== ARTICLE ==
------------------------------

JpGU-AGU Joint Meeting 2017

Presentation information

[JJ] Poster

S (Solid Earth Sciences) » S-VC Volcanology

[S-VC48] [JJ] Hydrothermal systems of volcanoes

Thu. May 25, 2017 10:45 AM - 12:15 PM Poster Hall (International Exhibition Hall HALL7)

convener:Yasuhiro Fujimitsu(Department of Earth Resources Engineering, Faculty of Engineering, Kyushu University), Tsuneomi Kagiyama(Graduate School of Science, Kyoto University), Takeshi Ohba(Department of chemistry, School of Science, Tokia University)

[SVC48-P04] Geochemical characteristics of volcanic gases at Issaikyo, Azuma volcano, Japan

*Muga Yaguchi1, Takeshi Ohba2, Akimichi Takagi1, Keiichi Fukui1 (1.Meteorological Research Institute, JMA, 2.Department of Chemistry, School of Science, Tokai University)

------------------------------

== RECORDS SUPPLIED ==
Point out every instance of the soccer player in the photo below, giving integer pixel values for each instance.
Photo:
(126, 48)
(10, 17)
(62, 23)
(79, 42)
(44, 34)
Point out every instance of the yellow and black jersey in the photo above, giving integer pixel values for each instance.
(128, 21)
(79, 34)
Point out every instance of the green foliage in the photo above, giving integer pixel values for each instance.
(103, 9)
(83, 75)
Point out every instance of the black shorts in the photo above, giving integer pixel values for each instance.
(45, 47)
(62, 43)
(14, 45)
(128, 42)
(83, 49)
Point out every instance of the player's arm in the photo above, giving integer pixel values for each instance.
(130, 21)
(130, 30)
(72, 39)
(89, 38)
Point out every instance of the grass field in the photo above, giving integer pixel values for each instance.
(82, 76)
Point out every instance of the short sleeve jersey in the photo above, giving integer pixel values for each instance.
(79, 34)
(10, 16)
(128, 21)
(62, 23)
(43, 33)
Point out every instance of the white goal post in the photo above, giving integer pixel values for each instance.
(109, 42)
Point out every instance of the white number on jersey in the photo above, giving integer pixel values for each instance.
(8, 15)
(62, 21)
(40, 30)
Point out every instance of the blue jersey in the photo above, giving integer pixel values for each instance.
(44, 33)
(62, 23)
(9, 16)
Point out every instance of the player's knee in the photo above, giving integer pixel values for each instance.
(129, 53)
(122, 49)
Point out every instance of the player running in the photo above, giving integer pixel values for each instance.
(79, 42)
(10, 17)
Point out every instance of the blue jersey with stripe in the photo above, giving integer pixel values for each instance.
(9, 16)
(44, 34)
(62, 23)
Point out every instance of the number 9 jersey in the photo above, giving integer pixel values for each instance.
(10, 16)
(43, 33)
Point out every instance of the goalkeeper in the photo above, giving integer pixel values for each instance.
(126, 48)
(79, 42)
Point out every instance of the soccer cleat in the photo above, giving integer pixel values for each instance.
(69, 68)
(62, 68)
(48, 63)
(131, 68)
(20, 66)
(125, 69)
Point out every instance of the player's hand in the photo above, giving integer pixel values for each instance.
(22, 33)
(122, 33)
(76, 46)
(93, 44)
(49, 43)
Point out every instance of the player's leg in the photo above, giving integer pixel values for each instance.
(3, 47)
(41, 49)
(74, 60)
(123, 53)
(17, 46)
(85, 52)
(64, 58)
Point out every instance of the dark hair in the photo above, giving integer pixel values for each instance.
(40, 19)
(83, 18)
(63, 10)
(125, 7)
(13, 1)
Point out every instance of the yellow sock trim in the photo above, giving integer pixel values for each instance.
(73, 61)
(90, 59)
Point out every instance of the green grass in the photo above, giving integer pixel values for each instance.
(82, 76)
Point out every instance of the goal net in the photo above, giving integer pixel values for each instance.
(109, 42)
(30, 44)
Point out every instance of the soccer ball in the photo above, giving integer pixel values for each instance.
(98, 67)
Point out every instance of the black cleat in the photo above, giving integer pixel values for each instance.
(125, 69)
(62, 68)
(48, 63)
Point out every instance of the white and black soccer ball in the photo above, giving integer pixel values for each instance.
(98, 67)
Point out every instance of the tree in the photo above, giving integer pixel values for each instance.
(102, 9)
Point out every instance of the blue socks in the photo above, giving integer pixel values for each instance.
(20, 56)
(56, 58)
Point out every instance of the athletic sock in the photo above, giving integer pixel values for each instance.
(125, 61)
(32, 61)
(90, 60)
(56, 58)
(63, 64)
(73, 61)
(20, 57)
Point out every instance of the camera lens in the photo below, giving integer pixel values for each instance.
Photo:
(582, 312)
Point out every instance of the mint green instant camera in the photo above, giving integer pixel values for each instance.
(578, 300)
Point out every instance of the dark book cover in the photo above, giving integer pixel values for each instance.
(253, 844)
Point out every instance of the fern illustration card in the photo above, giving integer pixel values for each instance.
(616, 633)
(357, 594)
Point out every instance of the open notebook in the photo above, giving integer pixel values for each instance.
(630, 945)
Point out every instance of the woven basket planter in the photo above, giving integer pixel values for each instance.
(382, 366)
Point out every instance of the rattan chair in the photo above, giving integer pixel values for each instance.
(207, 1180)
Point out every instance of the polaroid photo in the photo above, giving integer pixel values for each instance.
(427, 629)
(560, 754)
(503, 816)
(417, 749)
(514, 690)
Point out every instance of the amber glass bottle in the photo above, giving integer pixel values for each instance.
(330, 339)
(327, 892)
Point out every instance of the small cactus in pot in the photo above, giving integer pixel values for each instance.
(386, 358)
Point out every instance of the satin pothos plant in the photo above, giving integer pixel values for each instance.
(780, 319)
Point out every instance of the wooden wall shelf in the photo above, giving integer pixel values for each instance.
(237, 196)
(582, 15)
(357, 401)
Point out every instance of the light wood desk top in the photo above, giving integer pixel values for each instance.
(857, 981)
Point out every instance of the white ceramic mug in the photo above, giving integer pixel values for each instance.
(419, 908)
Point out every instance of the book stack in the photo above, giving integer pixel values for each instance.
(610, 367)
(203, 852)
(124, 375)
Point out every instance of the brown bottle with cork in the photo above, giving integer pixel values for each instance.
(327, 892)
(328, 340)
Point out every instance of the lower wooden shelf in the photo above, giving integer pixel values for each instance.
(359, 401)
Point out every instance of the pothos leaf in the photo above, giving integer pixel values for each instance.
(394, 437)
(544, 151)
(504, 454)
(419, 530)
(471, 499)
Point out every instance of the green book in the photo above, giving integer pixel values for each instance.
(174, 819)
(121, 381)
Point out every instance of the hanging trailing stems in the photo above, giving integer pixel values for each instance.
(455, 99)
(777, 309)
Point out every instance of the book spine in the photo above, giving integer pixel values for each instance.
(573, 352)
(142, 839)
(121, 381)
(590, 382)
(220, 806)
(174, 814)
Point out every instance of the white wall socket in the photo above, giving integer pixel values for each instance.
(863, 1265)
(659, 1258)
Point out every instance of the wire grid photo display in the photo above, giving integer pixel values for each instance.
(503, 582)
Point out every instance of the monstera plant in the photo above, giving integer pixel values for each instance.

------------------------------

== WRITTEN REQUEST ==
Continue the page on the Azuma volcano gas poster from where it stops.

== OUTPUT OF THE TASK ==
Keywords:Azuma volcano, volcanic gas, chemical composition, δD・δ18O

Azuma volcano is one of the active volcanoes that consist of Higashi-Azuma, Naka-Azuma and Nishi-Azuma volcanic edifices, and there is fumarolic activity at Mt. Issaikyo of the Higashi-Azuma volcano (Hasegawa et al., 2011). In this presentation, analytical results of chemical and stable isotopic (δD and δ18O) compositions of volcanic gases discharged at Issaikyo will be presented.
Gas samples were collected from fumaroles within Ooana crater (W3b, W5 and W6b in order from east to west) on the south flank of Issaikyo, and a fumarole at about 300m south of Ooana crater (W10) on July and October in 2016 by using the techniques reported by Giggenbach and Goguel (1989) and Ozawa (1968). Analyses of gas samples were conducted by mainly using the methods described by Ozawa (1968), and δD and δ18O values of the condensed water were measured by using cavity ring-down spectroscopy.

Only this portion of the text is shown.